**Work to be completed**
Give back the line below containing "Teacher note: indicate the handbag" and every later line, exactly.

**Saved entries**

..........

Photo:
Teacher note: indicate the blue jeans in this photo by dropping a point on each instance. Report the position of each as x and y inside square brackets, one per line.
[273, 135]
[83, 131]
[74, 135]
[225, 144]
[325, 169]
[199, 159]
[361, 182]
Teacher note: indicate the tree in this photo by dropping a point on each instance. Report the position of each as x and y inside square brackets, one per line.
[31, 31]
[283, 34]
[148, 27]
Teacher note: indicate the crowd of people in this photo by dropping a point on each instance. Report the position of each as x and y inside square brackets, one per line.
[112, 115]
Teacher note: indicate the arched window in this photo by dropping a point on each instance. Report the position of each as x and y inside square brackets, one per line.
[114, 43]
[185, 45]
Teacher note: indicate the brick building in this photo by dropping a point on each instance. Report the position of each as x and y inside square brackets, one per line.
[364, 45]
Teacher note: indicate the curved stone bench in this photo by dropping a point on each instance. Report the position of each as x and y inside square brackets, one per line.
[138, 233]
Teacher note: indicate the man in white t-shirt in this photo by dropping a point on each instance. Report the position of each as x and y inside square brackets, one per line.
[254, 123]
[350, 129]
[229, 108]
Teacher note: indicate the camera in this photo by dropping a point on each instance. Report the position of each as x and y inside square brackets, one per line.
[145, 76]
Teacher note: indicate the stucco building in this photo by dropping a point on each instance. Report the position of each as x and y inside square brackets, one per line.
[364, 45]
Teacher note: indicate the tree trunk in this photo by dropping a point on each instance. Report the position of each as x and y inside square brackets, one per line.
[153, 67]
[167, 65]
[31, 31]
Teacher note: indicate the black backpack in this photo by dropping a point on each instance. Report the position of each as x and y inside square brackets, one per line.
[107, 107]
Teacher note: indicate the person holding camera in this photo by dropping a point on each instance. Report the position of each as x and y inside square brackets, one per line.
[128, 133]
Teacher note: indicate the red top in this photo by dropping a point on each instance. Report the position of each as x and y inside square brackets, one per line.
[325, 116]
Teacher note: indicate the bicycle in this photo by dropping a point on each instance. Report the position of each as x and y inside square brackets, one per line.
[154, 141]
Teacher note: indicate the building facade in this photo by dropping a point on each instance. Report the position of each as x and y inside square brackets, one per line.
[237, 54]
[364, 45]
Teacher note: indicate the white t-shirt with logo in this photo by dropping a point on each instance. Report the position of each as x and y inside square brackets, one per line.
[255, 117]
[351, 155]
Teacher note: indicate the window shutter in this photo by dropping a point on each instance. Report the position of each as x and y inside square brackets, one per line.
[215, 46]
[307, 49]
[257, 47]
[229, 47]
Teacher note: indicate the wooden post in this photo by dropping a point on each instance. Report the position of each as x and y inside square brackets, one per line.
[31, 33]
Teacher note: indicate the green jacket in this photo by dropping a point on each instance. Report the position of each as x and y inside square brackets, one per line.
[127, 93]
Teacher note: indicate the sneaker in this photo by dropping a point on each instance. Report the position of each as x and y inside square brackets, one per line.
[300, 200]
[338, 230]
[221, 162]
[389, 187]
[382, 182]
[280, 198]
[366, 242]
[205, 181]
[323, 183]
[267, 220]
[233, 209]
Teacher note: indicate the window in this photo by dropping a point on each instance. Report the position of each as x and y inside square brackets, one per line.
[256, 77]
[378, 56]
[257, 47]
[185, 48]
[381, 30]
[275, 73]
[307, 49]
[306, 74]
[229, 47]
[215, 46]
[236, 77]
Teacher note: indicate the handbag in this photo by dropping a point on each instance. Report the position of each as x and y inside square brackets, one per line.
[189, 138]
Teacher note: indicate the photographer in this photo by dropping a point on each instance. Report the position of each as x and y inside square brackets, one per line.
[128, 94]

..........

**Answer to this exercise**
Teacher note: indicate the handbag in this photo by dropping a point on each instance. Report the position of each as x and y inside square brackets, one per line.
[189, 138]
Teacher note: indicate the photographer in this photo by dropping a point on each instance. Report the position of each as x and y inside square brackets, one per line.
[128, 94]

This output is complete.